> [Getoonde tekst]
:::

Afgezien van dergelijke afleidende facetten, leidde in de jaren ’90 de ontdekking dat windturbines zwakke niveaus van infrageluid uitzenden al snel tot protesten. De groeiende lijst van symptomen die naar verluidt door infrageluid worden veroorzaakt, culmineerde in 2009 in de publicatie Wind Turbine Syndrome: A Report On a Natural Experiment, door Nina Pierpont. Haar lijst omvat: paniek, slaapstoornissen, hoofdpijn, oorsuizingen, duizeligheid, misselijkheid, en vervaging van het gezichtsvermogen. Deze lijst is sindsdien de kern geworden van een groeiende anti-wind gemeenschap, maar is niet erkend door een formele internationale classificatie. Vandaag de dag zijn er wereldwijd meer dan 2.200 anti-wind groepen.

Toch is infrageluid van windturbines niet anders dan infrageluid veroorzaakt door andere onschadelijke, veel voorkomende bronnen. “Iedereen wordt elke dag omringd door infrageluid. Het wordt uitgezonden door natuurlijke bronnen zoals de branding, stormen, de wind zelf, onze eigen hartslag en ademhaling. We worden er ook aan blootgesteld in auto’s, door plafondventilatoren, motoren en stadslawaai,” zegt Simon Chapman, emeritus hoogleraar aan de Universiteit van Sydney. “Als windturbines schadelijk zouden zijn voor omwonenden, zouden hele steden en kleine naties getroffen worden in een groot deel van Europa, waar we de hoogste dichtheid zien. Kopenhagen is omringd door turbines, maar mijn Deense collega’s zien geen rijen zieke mensen.”

Ik e-mailde Pierpont om te vragen naar haar standpunt, in het licht van het wetenschappelijke bewijs tegen het. Ze bood een nieuwe kijk op hoe windturbines schade veroorzaken, schijnbaar anders dan de toeschrijving aan infrageluid zwaar geïmpliceerd in haar boek: “Windturbines produceren ritmische, herhaalde luchtdrukpulsen die geluidsanalisten karakteriseren als infrageluid … maar dat is het niet,” schreef ze. Haar huidige overtuiging is dat de negatieve effecten worden veroorzaakt door “repetitieve prikkels die het lichaam interpreteert als zeeziekte.”

:::

Neem een deel van de tekst over windturbines letterlijk over: begin bij de woorden "Afgezien van dergelijke" en stop na "2.200 anti-wind groepen.". Baseer je uitsluitend op de tekst over windturbines.

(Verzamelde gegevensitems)
:::

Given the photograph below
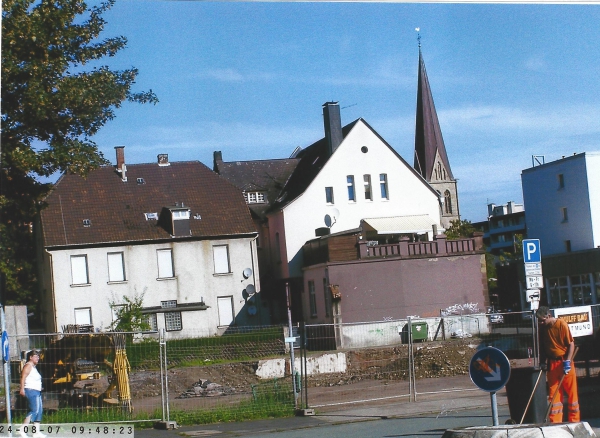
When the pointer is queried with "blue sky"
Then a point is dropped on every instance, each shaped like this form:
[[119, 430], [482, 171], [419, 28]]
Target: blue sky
[[249, 79]]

:::

> [Antwoord op opdracht]
Afgezien van dergelijke afleidende facetten, leidde in de jaren ’90 de ontdekking dat windturbines zwakke niveaus van infrageluid uitzenden al snel tot protesten. De groeiende lijst van symptomen die naar verluidt door infrageluid worden veroorzaakt, culmineerde in 2009 in de publicatie Wind Turbine Syndrome: A Report On a Natural Experiment, door Nina Pierpont. Haar lijst omvat: paniek, slaapstoornissen, hoofdpijn, oorsuizingen, duizeligheid, misselijkheid, en vervaging van het gezichtsvermogen. Deze lijst is sindsdien de kern geworden van een groeiende anti-wind gemeenschap, maar is niet erkend door een formele internationale classificatie. Vandaag de dag zijn er wereldwijd meer dan 2.200 anti-wind groepen.